(Coordinate labeling data)
(begin)

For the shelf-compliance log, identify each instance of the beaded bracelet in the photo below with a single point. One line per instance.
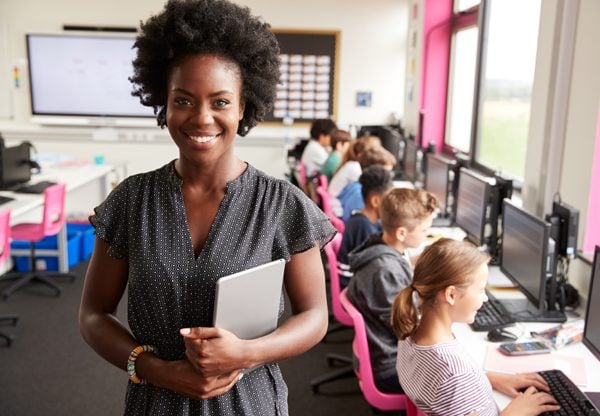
(133, 357)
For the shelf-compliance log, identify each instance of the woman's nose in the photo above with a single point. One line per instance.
(203, 115)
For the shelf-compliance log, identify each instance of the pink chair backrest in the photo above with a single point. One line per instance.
(364, 372)
(338, 223)
(54, 209)
(4, 235)
(339, 313)
(302, 173)
(412, 409)
(323, 181)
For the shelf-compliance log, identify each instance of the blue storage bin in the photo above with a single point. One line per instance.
(87, 238)
(51, 262)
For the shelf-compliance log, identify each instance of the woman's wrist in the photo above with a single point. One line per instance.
(148, 368)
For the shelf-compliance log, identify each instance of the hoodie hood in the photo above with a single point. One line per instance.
(373, 247)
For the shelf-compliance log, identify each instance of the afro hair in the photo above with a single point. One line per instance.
(217, 27)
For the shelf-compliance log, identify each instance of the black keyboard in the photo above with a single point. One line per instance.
(492, 315)
(35, 188)
(5, 199)
(572, 401)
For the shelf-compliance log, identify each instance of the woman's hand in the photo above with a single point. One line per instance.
(531, 403)
(512, 384)
(214, 352)
(183, 378)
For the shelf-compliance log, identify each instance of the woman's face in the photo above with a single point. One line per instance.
(472, 297)
(204, 107)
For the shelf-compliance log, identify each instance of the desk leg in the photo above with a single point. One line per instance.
(63, 255)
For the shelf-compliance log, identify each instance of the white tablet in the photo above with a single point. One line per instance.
(247, 302)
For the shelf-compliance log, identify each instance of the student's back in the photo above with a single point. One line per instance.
(380, 272)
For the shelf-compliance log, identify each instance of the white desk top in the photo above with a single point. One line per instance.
(477, 345)
(74, 176)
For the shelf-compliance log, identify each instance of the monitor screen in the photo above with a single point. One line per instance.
(411, 151)
(83, 75)
(591, 333)
(525, 251)
(16, 168)
(437, 179)
(471, 204)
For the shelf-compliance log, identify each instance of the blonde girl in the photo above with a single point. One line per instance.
(433, 368)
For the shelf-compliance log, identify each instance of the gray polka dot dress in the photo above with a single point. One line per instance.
(260, 219)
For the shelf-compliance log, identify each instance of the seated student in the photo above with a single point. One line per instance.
(350, 199)
(315, 153)
(435, 371)
(340, 141)
(374, 181)
(382, 268)
(349, 170)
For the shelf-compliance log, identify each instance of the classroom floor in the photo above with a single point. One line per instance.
(49, 370)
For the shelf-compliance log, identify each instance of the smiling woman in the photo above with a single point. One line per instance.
(209, 69)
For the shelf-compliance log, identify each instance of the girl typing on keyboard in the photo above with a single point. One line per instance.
(436, 372)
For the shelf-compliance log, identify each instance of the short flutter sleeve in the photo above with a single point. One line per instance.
(110, 221)
(302, 225)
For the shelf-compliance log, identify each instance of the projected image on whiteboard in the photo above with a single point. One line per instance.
(82, 75)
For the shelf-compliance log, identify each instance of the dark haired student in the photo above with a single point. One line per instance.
(209, 68)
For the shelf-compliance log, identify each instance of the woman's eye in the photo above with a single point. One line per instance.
(182, 101)
(221, 103)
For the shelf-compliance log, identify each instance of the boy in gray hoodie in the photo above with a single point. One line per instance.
(382, 268)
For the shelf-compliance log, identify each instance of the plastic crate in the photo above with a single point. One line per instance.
(88, 238)
(49, 263)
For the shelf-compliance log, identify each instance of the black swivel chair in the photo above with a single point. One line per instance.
(4, 249)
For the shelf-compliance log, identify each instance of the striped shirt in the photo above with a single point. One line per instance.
(443, 380)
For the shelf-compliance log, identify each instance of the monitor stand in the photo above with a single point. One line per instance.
(524, 311)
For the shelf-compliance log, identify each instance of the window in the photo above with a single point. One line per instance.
(490, 83)
(506, 85)
(461, 86)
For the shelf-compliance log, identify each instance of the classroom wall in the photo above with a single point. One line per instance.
(373, 42)
(565, 99)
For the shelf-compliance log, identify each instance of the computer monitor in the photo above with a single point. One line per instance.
(568, 224)
(471, 204)
(411, 160)
(525, 252)
(16, 166)
(591, 331)
(438, 180)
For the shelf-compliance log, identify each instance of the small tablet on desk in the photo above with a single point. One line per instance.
(247, 302)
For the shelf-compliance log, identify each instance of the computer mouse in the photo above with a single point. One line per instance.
(500, 334)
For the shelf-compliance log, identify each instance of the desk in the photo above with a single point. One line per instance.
(87, 185)
(476, 344)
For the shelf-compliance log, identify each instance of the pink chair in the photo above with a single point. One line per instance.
(364, 372)
(412, 409)
(344, 321)
(322, 181)
(52, 221)
(301, 176)
(4, 250)
(338, 223)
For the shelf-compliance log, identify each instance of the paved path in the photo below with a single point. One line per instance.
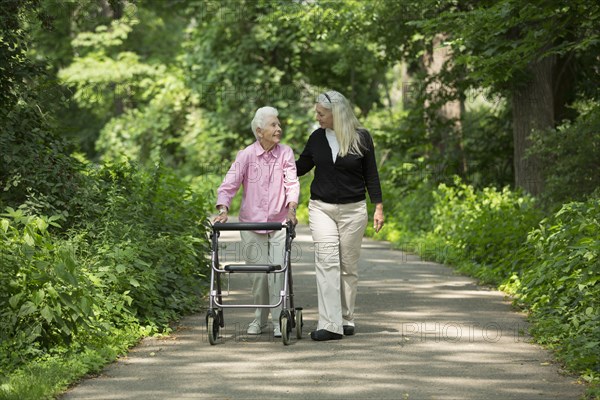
(422, 333)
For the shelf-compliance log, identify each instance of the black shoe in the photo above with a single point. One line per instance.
(323, 334)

(end)

Please write out all of the data above word for word, leaving the pictures out.

For the shelf-compliance log, identify each instance of the beaded bracelet in the photo below with a single point. One line per instance.
(133, 357)
For the shelf-compliance log, identify each instance of the woman's nose in the photo above with a single point. One line per instance.
(203, 115)
For the shelf-compliance log, identify each instance of the pink chair backrest in the photo above with a single point. One line per instance.
(364, 372)
(338, 223)
(54, 209)
(4, 235)
(339, 313)
(302, 173)
(412, 409)
(323, 181)
For the shelf-compliance log, identify each instance of the blue storage bin in the photo above with a single point. One line per instance.
(87, 238)
(51, 262)
For the shelf-compliance log, identify each instance of the woman's wrist in the photo above with a single point. One line per instance.
(148, 368)
For the shelf-compliance log, identify each instance of the hoodie hood in the photo above with a single point. One line per instance.
(373, 247)
For the shelf-compliance log, identify each instance of the afro hair in the photo above with a single point. One line per instance.
(217, 27)
For the shelf-compliance log, identify each instance of the black keyboard in the photo above with a single point. One line per instance.
(492, 315)
(35, 188)
(5, 199)
(572, 401)
For the shelf-compliance log, identify each instance of the woman's hand in the photo above with a single point. One line per instance.
(531, 403)
(512, 384)
(214, 352)
(183, 378)
For the shelf-compliance log, identify each instance of the woman's face in the photo above with a single point. One line per instance.
(472, 297)
(204, 107)
For the shelf-compliance log, identify each instance of the desk leg in the photo above with a single point. One line per instance.
(63, 255)
For the shelf-compliance log, identify each instance of the white tablet in the photo above with a single point. One line per instance.
(247, 302)
For the shelf-compliance log, identify each instance of the student's back in the photo above with a single point. One line per instance.
(380, 272)
For the shelf-compliance log, identify each instance of the white desk top in the photo above with a single point. One line per instance.
(477, 345)
(74, 176)
For the shelf-compliance log, identify each instance of the monitor screen in the photo above with a single point. One line per instance.
(411, 151)
(83, 75)
(591, 333)
(525, 251)
(16, 168)
(437, 179)
(471, 204)
For the shelf-compliance log, identify each instance of the blonde girl in the photo above with a single point. One line per instance.
(433, 368)
For the shelf-compliance log, identify each instance of the gray polka dot dress in the photo above with a single point. One line per instance.
(260, 219)
For the shelf-compliance log, identify each instance of the seated student in the photo above with a single point. One line per instance.
(350, 199)
(315, 153)
(435, 371)
(340, 141)
(374, 181)
(382, 268)
(349, 170)
For the shelf-compliance log, identify each instance of the classroom floor in the photo above with a single point. One line per instance.
(49, 370)
For the shelf-compliance log, identify each instance of the smiling woman in the photo above with a single point. One line per instance.
(209, 69)
For the shelf-compliance log, identify each instance of the girl typing on keyboard in the photo above with a single point. One line per instance.
(436, 372)
For the shelf-compliance log, identify each instance of the short flutter sleeve in the photo above with a single point. One line per instance.
(110, 221)
(302, 225)
For the shelf-compliance log, identify each instance of the projected image on whiteboard in the photo above with a single point. One line per instance.
(82, 75)
For the shelf-compliance log, identify each instance of the dark haired student in the photo above with a single point. One line per instance.
(209, 68)
For the shelf-compliance log, identify each instance of the woman's eye in the photo above with a single point. One line per instance.
(182, 101)
(221, 103)
For the shelf-compliance log, identify each instance of the boy in gray hoodie in the photo above with a single point. One line per instance.
(382, 268)
For the shelf-compliance log, identify each instance of the plastic crate in the photo above with a single point. One line per instance.
(88, 238)
(49, 263)
For the shelf-compliance log, identify each instance of the black swivel chair in the photo above with a single point. One line per instance.
(4, 249)
For the shelf-compliance log, identify each instance of the striped shirt in the photo above with a single point. One line per instance.
(443, 380)
For the shelf-compliance log, identify each instance of the monitor stand in the photo above with a single point. One line per instance.
(524, 311)
For the shelf-compliance log, identify each instance of the window in the photo above with a single point. One line per instance.
(490, 83)
(506, 85)
(461, 86)
For the shelf-compliance log, identify each instance of the classroom wall in the photo above with a single point. One line per instance.
(373, 42)
(565, 99)
For the shelf-compliance log, identify each instance of the computer monitor in the photo above with a single point. One line per instance.
(568, 224)
(471, 204)
(411, 160)
(525, 252)
(16, 166)
(591, 331)
(438, 180)
For the shelf-compliance log, identify each instance of the small tablet on desk in the photo above with a single point. One line per instance.
(247, 302)
For the shelf-compliance log, identify each instance of the computer mouse in the photo above with a single point. One line per instance.
(500, 334)
For the shelf-compliance log, identify each instance of the desk in the photo above with a single point. One line per instance.
(87, 185)
(476, 344)
For the shelf-compliance log, identify each instance of the pink chair in the photo above with a single point. One line per instance.
(364, 372)
(412, 409)
(344, 321)
(322, 181)
(52, 221)
(301, 176)
(4, 250)
(338, 223)
For the shelf-compliance log, identify each instance of the paved path in the photo below with a single point. One line per instance.
(422, 333)
For the shelf-compliance log, identify each instance of the black shoe in the photo above with a single point. One line per instance.
(323, 334)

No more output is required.